REQUIREMENT
Restate all of the data exactly.

Named object pointing entries
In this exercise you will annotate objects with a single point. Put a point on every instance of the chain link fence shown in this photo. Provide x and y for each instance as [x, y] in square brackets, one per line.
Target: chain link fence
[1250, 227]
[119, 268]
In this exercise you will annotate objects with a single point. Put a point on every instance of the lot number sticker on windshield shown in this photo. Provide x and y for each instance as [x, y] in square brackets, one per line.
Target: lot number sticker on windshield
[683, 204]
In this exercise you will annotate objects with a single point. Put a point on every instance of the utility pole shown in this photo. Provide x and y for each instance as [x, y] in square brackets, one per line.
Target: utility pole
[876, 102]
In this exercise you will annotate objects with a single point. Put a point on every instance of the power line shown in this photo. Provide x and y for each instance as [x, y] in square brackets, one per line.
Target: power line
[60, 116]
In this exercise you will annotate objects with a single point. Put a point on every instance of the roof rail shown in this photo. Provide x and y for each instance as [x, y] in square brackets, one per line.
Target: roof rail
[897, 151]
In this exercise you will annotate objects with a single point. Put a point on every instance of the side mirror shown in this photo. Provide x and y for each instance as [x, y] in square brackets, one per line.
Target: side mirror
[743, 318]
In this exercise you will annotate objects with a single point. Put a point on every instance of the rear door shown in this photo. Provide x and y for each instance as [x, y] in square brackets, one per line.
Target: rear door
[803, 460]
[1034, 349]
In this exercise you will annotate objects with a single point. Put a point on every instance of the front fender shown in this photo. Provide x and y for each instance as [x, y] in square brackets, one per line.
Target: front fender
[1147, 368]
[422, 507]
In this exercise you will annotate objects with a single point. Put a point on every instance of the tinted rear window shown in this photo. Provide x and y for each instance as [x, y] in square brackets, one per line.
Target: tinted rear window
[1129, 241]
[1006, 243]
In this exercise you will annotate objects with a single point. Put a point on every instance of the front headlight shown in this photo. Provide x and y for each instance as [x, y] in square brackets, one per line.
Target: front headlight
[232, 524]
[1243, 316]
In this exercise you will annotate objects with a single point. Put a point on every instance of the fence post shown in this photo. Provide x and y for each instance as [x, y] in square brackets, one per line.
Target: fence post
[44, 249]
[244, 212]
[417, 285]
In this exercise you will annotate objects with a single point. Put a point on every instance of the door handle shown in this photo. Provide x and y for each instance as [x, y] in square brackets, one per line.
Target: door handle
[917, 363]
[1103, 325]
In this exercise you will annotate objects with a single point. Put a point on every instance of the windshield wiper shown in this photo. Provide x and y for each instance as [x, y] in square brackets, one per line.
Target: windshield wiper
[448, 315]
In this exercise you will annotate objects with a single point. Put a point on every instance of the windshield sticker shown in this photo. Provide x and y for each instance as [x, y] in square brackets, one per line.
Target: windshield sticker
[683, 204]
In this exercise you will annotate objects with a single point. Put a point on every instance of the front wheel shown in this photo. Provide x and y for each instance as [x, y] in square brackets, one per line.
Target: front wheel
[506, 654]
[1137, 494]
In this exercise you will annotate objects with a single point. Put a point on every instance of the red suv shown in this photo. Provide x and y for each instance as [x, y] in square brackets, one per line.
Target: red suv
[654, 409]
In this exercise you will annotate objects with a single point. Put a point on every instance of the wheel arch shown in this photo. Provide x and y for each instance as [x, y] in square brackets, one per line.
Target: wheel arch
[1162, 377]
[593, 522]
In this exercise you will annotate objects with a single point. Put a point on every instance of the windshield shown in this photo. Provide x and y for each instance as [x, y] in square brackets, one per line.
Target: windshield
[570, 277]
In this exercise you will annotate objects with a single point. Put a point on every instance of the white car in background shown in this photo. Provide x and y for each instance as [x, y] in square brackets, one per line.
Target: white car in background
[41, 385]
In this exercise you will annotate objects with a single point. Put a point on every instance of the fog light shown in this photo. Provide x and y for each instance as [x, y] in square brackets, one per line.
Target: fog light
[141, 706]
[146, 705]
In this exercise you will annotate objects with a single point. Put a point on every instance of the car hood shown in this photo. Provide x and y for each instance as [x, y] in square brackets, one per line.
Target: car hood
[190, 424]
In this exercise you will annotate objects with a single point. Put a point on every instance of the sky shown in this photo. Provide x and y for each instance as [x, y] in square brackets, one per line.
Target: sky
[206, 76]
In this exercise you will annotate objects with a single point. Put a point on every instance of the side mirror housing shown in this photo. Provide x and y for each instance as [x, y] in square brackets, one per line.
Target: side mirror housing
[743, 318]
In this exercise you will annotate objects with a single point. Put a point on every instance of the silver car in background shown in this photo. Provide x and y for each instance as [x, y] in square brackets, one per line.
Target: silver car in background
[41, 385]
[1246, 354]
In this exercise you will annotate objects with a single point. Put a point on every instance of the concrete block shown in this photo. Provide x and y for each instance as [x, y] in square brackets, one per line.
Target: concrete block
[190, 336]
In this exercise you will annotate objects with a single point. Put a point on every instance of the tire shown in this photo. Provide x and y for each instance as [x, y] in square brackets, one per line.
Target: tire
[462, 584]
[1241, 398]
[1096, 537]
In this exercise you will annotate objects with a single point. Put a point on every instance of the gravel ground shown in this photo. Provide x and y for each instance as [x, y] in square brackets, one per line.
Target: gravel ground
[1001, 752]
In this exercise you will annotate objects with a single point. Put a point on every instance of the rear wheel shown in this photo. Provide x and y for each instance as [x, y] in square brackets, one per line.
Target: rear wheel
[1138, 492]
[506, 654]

SOLUTION FOR THIS TASK
In this exercise you will annotate objects with a single point. Put a point on every instance of the chain link fence shown in this photo. Provide x and y for each instance as [x, y] in square brackets, one per line.
Target: chain link fence
[1250, 227]
[119, 268]
In this exercise you will annotate objects with a single point. Put a point on every instance of the lot number sticker on windshield shown in this photo. Provide x and y for each instance as [x, y] in square brackets, one per line.
Target: lot number sticker on windshield
[683, 204]
In this exercise you will annotate objects with a single point. Put a point on every instance of the utility pole shown in this photo. Provide x and y for each instance as [x, y] in square brackets, one per line.
Target: utility pole
[876, 102]
In this exercise you will annotate objects with a single point. Put a point on every instance of the power line shown in this photo. Provide x and y for each instance as [x, y] in square brackets, one per line.
Target: power line
[60, 116]
In this exercise you will annotate objects with a single point. Put a point on every instance of the roof rail shown in this photo. Provide x and y for each instance as [x, y] in square brackets, one per line.
Target: roof rail
[897, 151]
In this exercise you will annotate objects with a single point. Put a point on every instance of the side mirror shown in this photo. Provide x and y for each instance as [x, y] in square brackets, one per line.
Target: side mirror
[743, 318]
In this exercise you will annotate objects with a single point. Put a point on every instance of the rear door shown in this photo. Provide x and y for each instance as [x, y] in square brackets, one per line.
Target: rear door
[803, 460]
[1034, 349]
In this exercise you will annotate objects with a single point. Put a point on every instance of the front fender shown in this photo. Provide x and y for each instance as [x, y] in square brackets, one per line.
Target: front fender
[1147, 368]
[422, 507]
In this exercise you will annotate objects with a single point. Put a point on every instance of the tinted rear window shown in this photo. Provide x and y for each instance as [x, y] in square brackets, one per line.
Target: tinted rear window
[1129, 241]
[1006, 243]
In this exercise you will annotate objects with a single point. Put a point on every instance of the front headlight shown in this photo. Provide x and y for each instance as [x, y] in square brackets, one per line.
Target: front headlight
[232, 524]
[1243, 316]
In this exercise you will annotate objects with a single point. Put a point on every instance of the fence post shown in this photo. Provide x and y for each instance as [x, y] in square brackets, one per line.
Target: fence post
[44, 249]
[244, 212]
[417, 285]
In this exercise you will annotate objects with a single point. Put a point on every instance of the door handle shown in this photo. Provide x and y for each instance as [x, y] in square brackets, one per line.
Target: door handle
[917, 363]
[1103, 325]
In this exercise you will annotate objects with a single point. Put a point on every instance of the windshield wiper shown in this photo. Provide x and y for each instance as [x, y] in square brackets, one per line.
Target: windshield wiper
[448, 315]
In this exercise you will annotate objects with a single point. Put a point on every instance of the windshield sticker shown in this photo. Provide x and y for each instance as [x, y] in square brackets, one per line.
Target: windshield sticker
[683, 204]
In this exercise you will annotate objects with a single point. Put a point on every instance of the front wheel shown in this photo. Provide x and y for each instance as [x, y] in square brackets, one per line.
Target: front wheel
[506, 654]
[1137, 494]
In this exercise you will annotate objects with a single point. Put a point on every instance of the red suv shown in this photo. Provide x and y for each instance as [x, y] in square brackets, one per line.
Target: red suv
[654, 409]
In this exercise you will annotate objects with a single point. Put a point on every instance of the wheel arch shown in this photo. Provide x and y for each instance as [x, y] in square brackets, one per line.
Target: wheel arch
[1162, 377]
[593, 522]
In this exercise you will annotate objects with a single point. Put a point on every instance of the windshield shown in this photo. Provide x and y for each instance as [x, y] in square brackets, one per line.
Target: windshield
[570, 277]
In this exercise you will annotate objects with a single point. Put a point on every instance of the white car in background shown in this photo. Provide x and y for each instance as [x, y] in square brackets, one per line.
Target: white car in background
[41, 385]
In this exercise you will annotate objects with a single point. Put a point on every instance of the fog light shown in this photo. Provide x and y for each instance as [x, y] in square brackets, one per line.
Target: fog light
[141, 706]
[146, 705]
In this exercise you will annotate objects with a single point. Put a point on every instance of the car hood shown in this photo. Provide x and y for each instance as [x, y] in square brackets, one per line.
Target: car hood
[190, 424]
In this exercise you will annotate objects with a single point. Put a point on every instance of the sky shown in this photo. Provide x and y for each instance as [x, y] in square brackets, one per line.
Target: sky
[206, 76]
In this exercise you will annotate objects with a single point. Put a point on every instance of the side mirror housing shown in this photo. Provide x and y for each instance as [x, y] in square brackets, one per line.
Target: side mirror housing
[743, 318]
In this exercise you will annotate objects with a single point. Put a point on every instance of the silver car in background shown in this photo. Provide x and y for each instance as [x, y] in square brackets, one per line.
Target: silver car in background
[41, 385]
[1246, 354]
In this exercise you will annotate objects with a single point. Put a point on every instance of the concrete block shown in this photo. Provide x and y for each instance as [x, y] in square brackets, one per line.
Target: concrete block
[190, 336]
In this exercise you will annotate objects with a single point. Put a point on every instance of the tire shown in this photo. Provide x and y for each instance as [x, y] in square brackets, one per line.
Target: tire
[462, 584]
[1241, 398]
[1096, 537]
In this exercise you will annotate objects with a single point. Put a point on every instance of the gravel ground shown in this photo. Provide x and y for each instance as [x, y] in square brackets, one per line.
Target: gravel ground
[1001, 752]
In this exercise you will annotate objects with a single point. Put a point on every instance of the rear wheel shown in this photo. Provide x and y for each instance as [x, y] in square brackets, one per line.
Target: rear wheel
[1138, 492]
[506, 654]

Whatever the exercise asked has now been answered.